▶ _Goal_:
Reproduce the following lines verbatim, covering every item.

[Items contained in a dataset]
_ _ _ _ _

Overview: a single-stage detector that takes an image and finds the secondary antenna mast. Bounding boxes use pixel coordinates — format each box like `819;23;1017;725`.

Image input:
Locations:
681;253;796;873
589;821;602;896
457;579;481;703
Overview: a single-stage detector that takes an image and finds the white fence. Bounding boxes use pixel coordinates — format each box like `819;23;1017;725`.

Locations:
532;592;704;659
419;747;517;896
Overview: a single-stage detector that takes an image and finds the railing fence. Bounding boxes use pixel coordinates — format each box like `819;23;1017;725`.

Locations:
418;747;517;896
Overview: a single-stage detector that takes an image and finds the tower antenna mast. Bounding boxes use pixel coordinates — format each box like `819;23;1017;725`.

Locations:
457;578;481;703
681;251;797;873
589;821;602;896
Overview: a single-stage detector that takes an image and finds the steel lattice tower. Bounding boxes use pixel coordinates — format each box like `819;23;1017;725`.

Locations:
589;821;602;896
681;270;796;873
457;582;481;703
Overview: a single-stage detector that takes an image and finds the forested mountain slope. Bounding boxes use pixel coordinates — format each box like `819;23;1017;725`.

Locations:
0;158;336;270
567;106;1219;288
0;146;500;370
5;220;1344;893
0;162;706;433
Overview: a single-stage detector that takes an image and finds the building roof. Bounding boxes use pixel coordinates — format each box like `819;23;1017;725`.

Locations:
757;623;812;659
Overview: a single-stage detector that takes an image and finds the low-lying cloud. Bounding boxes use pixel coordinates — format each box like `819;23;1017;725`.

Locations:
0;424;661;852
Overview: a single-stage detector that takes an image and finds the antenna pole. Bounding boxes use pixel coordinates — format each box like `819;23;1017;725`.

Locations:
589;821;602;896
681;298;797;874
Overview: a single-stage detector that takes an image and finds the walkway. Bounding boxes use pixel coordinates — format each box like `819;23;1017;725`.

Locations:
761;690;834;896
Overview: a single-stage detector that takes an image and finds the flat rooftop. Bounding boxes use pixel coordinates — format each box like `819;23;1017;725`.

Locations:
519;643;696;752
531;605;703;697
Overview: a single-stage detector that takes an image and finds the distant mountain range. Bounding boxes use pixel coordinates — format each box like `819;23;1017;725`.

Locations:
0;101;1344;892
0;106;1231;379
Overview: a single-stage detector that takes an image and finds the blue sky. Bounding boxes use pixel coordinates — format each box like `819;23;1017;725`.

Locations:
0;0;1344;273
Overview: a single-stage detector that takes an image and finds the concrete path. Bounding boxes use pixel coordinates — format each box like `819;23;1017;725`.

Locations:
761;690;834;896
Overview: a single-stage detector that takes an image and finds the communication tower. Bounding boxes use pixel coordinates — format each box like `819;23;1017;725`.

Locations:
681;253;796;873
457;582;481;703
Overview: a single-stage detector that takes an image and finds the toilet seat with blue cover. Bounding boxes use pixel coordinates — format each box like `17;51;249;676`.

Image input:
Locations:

_ _ _ _ _

▶ _The solution_:
Overview: a single-stage detector that takes an image and finds the secondary antenna mast. Bounding boxes use pixel coordinates — format each box like `819;23;1017;725`.

Image input:
Locations:
681;253;796;873
589;821;602;896
457;579;481;703
Overview: a single-stage detector that takes an image and finds the white fence. Bounding boxes use pixel coordinates — format each box like `819;23;1017;725`.

Locations:
532;592;704;659
419;747;517;896
Overview: a single-stage detector that takes an image and finds the railing fence. Bounding boxes use pixel coordinates — format each box like `819;23;1017;725`.

Locations:
418;747;517;896
Overview: a single-stage detector that takes an image and finds the tower antenna mast. Bounding boxes use pixel coordinates — format each box like `819;23;1017;725`.

Locations:
457;578;481;703
681;251;797;873
589;821;602;896
Overview: a single-stage detector that takes an image and finds the steel lattice tower. Bounding boxes use pixel coordinates — format each box like `819;23;1017;725`.

Locations:
589;821;602;896
681;270;796;873
457;582;481;703
Overview: a single-stage detector that takes an image and finds the forested mountain slope. Bounding boxes use pixel coordinates — format each box like `819;23;1017;725`.

Locations:
0;158;336;270
567;106;1219;288
0;146;500;370
5;220;1344;893
0;162;706;433
Overview: a single-stage detector that takes an image and finds the building roof. Bounding boxes use pixel coordinates — format each box like `819;23;1017;725`.

Locations:
757;623;812;659
Overview: a single-stage detector that takes an image and finds the low-lying cloud. Bounding boxes use pixel coordinates — format each box like `819;23;1017;725`.

Locations:
0;424;661;852
Overview: a single-stage detector that takes an image and finds the antenna pole. Bounding boxes use pixel coordinates — format each box like `819;23;1017;725`.

Locations:
589;821;602;896
681;298;797;874
Overview: a single-stage detector that takes an image and finds the walkway. Bounding boxes use pixel coordinates — format each box like `819;23;1017;725`.

Locations:
761;690;834;896
Overview: a single-stage detector that takes an image and finds the flat rooftop. Bounding boxes use pixel coordinates — format each box like `819;23;1017;725`.

Locations:
519;643;696;752
531;605;703;697
Overview: a single-stage detector that takes an image and finds the distant mountain range. Bounding boxes use pixel coordinates — format each box like `819;23;1017;725`.

Locations:
0;101;1344;892
0;106;1231;379
Overview: a single-stage detector that takes an image and finds the blue sky. Bounding boxes use pixel coordinates — format each box like `819;23;1017;725`.

Locations:
0;0;1344;273
Overview: a single-stage detector that takes an image and finds the concrete path. Bounding boxes use pixel coordinates — format each box like `819;23;1017;725`.

Locations:
761;690;834;896
Overview: a single-stage detector that takes an image and finds the communication tower. Bounding boxes use pixel coordinates — format each box like `819;23;1017;725`.

Locations:
681;253;796;873
457;582;481;703
Overview: a single-stage detector that takes an image and finds the toilet seat with blue cover. Bounding boxes use pixel coordinates — format each box like `17;51;249;676`.

Image input:
Locations:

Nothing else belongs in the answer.